* _Opdracht_
Waar groeit Kya Clark volgens de boekbespreking op?

Boekrecensies Lijstjes

De 10 mooiste alinea’s uit Daar waar de Rivierkreeften Zingen – Delia Owens

24 oktober 2022
De 10 mooiste alinea´s uit Daar waar de Rivierkreeften Zingen – Delia Owens

Sommige boeken zijn zo prachtig geschreven, die kun je gewoonweg niet snel lezen. Daar moet je intens van genieten door sommige uitzonderlijke zinnen drie keer opnieuw te lezen en fantastisch gekozen woorden uitgebreid te proeven. Dat gevoel had ik bij Daar waar de Rivierkreeften Zingen van Delia Owens. Het boek staat al een eeuwigheid hoog in de lijst van best verkochte boeken en dat is niet voor niets. Het is een regelrecht huzarenstukje.

Moederziel alleen

Kya Clark groeit tijdens de jaren 50 en 60 van de vorige eeuw alleen op in het moeras van Barkley Cove in North Carolina. Haar moeder verlaat hun schamele, afgelegen huisje omdat ze de mishandelingen van Kya’s vader niet langer kan verdragen, vervolgens vertrekken ook haar twee oudere broers en twee oudere zussen. Na een nachtje doorhalen verdwijnt uiteindelijk ook haar vader van de radar.

En zo blijft de jonge Kya moederziel alleen achter. Ze leert hoe ze voor zichzelf kan zorgen en geniet van de natuur om haar heen. Ze sluit zelfs vriendschappen met Tate, de beste vriend van haar inmiddels vertrokken broer, en Chase Owens, een rijke jongen uit de stad die haar regelmatig bezoekt.

Als Chase Owens op een dag dood onder de oude brandtoren in het drasland wordt gevonden, wordt Kya als de schuldige aangewezen.

* _Items voor het herkennen van locaties_
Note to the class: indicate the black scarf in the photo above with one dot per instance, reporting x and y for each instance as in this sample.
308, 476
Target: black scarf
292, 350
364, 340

* _Oplossing_
In het moeras van Barkley Cove in North Carolina.